● **Texto proporcionado**

Es bastante conocida la labor de colonización territorial, control y seguridad de fronteras (que tan concienzudamente estudió el historiador Alberto de Paula), desarrollo económico, agrupamiento gremial de artesanos, demografía, beneficencia, cultura, mejoramiento urbano e higiene pública, realizada por uno de los gobernantes más ejecutivos y progresistas del periodo hispánico de nuestra historia: Juan José de Vértiz y Salcedo.
Su nombre, asociado principalmente a la implantación del alumbrado público en Buenos Aires, aunque rubrica otras innovaciones en la gobernanza colonial rioplatense, no carece hoy de polémica, a causa del rigor represivo de ciertas decisiones militares y administrativas que le cupo tomar.
Dos circunstancias singulares adjetivan su biografía: la primera es que no era español peninsular porque había nacido en México, por entonces Virreinato de la Nueva España. La segunda, que ocupó dos magistraturas diferentes entre nosotros, ya que fue el último gobernador, entre 1770 y 1776, y pasó a desempeñarse luego como segundo virrey del flamante Virreinato del Río de la Plata, entre 1778 y 1784.

● **Líneas proporcionadas**
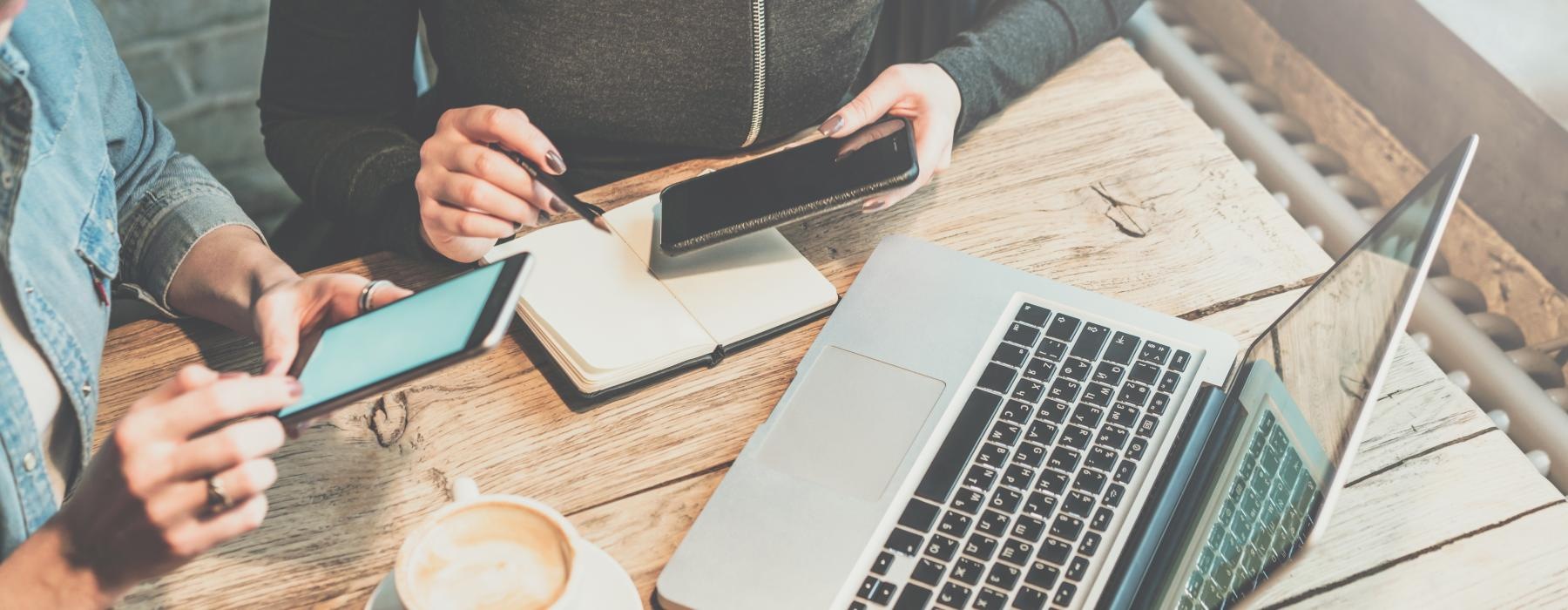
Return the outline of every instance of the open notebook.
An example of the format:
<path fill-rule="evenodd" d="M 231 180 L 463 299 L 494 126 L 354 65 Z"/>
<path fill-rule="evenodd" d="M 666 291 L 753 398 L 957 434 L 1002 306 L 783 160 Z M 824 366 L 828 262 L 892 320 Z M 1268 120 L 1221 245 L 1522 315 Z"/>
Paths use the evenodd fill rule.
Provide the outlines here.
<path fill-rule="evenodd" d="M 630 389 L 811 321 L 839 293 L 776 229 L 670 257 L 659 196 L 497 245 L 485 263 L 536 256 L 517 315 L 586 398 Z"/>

==

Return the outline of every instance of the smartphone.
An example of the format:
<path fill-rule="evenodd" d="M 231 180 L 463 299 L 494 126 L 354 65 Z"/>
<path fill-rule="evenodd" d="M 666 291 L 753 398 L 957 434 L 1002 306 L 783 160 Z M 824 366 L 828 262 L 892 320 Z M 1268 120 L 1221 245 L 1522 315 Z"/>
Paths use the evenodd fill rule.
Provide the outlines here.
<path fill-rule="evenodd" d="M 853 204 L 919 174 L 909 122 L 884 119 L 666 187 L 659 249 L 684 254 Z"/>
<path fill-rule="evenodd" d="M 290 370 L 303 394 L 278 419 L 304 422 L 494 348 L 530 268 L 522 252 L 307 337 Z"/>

● **Explorar el material**
**A.** Traduce al inglés esta oración del texto sobre Vértiz: "Dos circunstancias singulares adjetivan su biografía: la primera es que no era español peninsular porque había nacido en México, por entonces Virreinato de la Nueva España."
**B.** Repite sin cambios el fragmento del texto sobre Vértiz que va desde "Su nombre, asociado" hasta "1778 y 1784.".
Las líneas no tienen relación con el texto sobre Vértiz.

● **Resultados**
**A.** Two singular circumstances characterize his biography: the first is that he was not a peninsular Spaniard, because he had been born in Mexico, at that time the Viceroyalty of New Spain.

**B.**
Su nombre, asociado principalmente a la implantación del alumbrado público en Buenos Aires, aunque rubrica otras innovaciones en la gobernanza colonial rioplatense, no carece hoy de polémica, a causa del rigor represivo de ciertas decisiones militares y administrativas que le cupo tomar.
Dos circunstancias singulares adjetivan su biografía: la primera es que no era español peninsular porque había nacido en México, por entonces Virreinato de la Nueva España. La segunda, que ocupó dos magistraturas diferentes entre nosotros, ya que fue el último gobernador, entre 1770 y 1776, y pasó a desempeñarse luego como segundo virrey del flamante Virreinato del Río de la Plata, entre 1778 y 1784.